→ **THE PROBLEM**
Reproduce every entry word for word.

:: DATA EXTRACTS ::

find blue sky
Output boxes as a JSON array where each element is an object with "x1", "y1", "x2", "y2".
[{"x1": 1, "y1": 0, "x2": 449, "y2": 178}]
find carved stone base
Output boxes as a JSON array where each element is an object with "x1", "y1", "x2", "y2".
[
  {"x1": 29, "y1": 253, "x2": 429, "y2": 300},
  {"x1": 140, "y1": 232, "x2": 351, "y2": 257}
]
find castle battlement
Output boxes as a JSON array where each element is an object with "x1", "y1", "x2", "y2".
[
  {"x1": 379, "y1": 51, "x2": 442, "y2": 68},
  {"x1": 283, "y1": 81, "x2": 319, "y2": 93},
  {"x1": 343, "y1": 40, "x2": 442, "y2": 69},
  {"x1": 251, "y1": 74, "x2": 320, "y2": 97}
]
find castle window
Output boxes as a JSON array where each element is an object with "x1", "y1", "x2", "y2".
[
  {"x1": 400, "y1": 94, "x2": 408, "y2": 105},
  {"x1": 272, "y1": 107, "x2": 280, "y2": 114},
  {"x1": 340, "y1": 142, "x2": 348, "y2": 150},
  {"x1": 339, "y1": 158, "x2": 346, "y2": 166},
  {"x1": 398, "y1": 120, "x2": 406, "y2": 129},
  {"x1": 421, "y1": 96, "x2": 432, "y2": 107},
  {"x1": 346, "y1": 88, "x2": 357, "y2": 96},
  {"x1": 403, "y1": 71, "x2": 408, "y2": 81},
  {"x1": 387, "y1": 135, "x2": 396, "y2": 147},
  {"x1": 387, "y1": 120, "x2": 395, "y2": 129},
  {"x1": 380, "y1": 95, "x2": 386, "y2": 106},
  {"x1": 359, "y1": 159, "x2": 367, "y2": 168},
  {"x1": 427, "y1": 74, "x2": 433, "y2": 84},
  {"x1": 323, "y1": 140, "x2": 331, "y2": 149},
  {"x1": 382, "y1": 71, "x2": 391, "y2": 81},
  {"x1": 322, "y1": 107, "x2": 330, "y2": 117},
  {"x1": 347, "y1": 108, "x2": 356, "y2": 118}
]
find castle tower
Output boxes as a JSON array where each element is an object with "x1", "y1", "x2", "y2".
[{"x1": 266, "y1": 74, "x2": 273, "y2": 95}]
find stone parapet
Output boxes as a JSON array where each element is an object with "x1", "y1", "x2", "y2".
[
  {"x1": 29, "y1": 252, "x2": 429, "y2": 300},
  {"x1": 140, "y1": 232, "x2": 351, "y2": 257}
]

:::

→ **RESULT**
find blue sky
Output boxes as a JSON array where each element is an object with "x1", "y1", "x2", "y2".
[{"x1": 1, "y1": 0, "x2": 449, "y2": 178}]
find carved stone base
Output boxes as a JSON array where each element is an object with "x1", "y1", "x2", "y2".
[
  {"x1": 29, "y1": 253, "x2": 429, "y2": 300},
  {"x1": 140, "y1": 232, "x2": 351, "y2": 257}
]
find castle battlement
Output boxes as a JSON array where each element is an object with "x1", "y1", "x2", "y2".
[
  {"x1": 379, "y1": 51, "x2": 442, "y2": 68},
  {"x1": 283, "y1": 81, "x2": 319, "y2": 93},
  {"x1": 343, "y1": 40, "x2": 442, "y2": 69},
  {"x1": 251, "y1": 74, "x2": 320, "y2": 97}
]
find castle window
Output boxes as a JSON array where each element is an object with "x1", "y1", "x2", "y2".
[
  {"x1": 400, "y1": 94, "x2": 408, "y2": 105},
  {"x1": 272, "y1": 107, "x2": 280, "y2": 114},
  {"x1": 340, "y1": 142, "x2": 348, "y2": 150},
  {"x1": 339, "y1": 158, "x2": 346, "y2": 166},
  {"x1": 398, "y1": 120, "x2": 406, "y2": 129},
  {"x1": 421, "y1": 96, "x2": 432, "y2": 107},
  {"x1": 346, "y1": 88, "x2": 357, "y2": 96},
  {"x1": 403, "y1": 71, "x2": 408, "y2": 81},
  {"x1": 387, "y1": 135, "x2": 396, "y2": 147},
  {"x1": 387, "y1": 120, "x2": 395, "y2": 129},
  {"x1": 380, "y1": 95, "x2": 386, "y2": 106},
  {"x1": 359, "y1": 159, "x2": 367, "y2": 168},
  {"x1": 427, "y1": 74, "x2": 433, "y2": 84},
  {"x1": 323, "y1": 140, "x2": 331, "y2": 149},
  {"x1": 382, "y1": 71, "x2": 391, "y2": 81},
  {"x1": 322, "y1": 107, "x2": 330, "y2": 117},
  {"x1": 347, "y1": 108, "x2": 356, "y2": 118}
]
find castle tower
Output boxes as a JSON array where each element is an object with "x1", "y1", "x2", "y2".
[{"x1": 266, "y1": 74, "x2": 273, "y2": 95}]
find stone parapet
Output boxes as a JSON array where each element is an object with "x1", "y1", "x2", "y2".
[
  {"x1": 29, "y1": 252, "x2": 429, "y2": 300},
  {"x1": 140, "y1": 232, "x2": 351, "y2": 257}
]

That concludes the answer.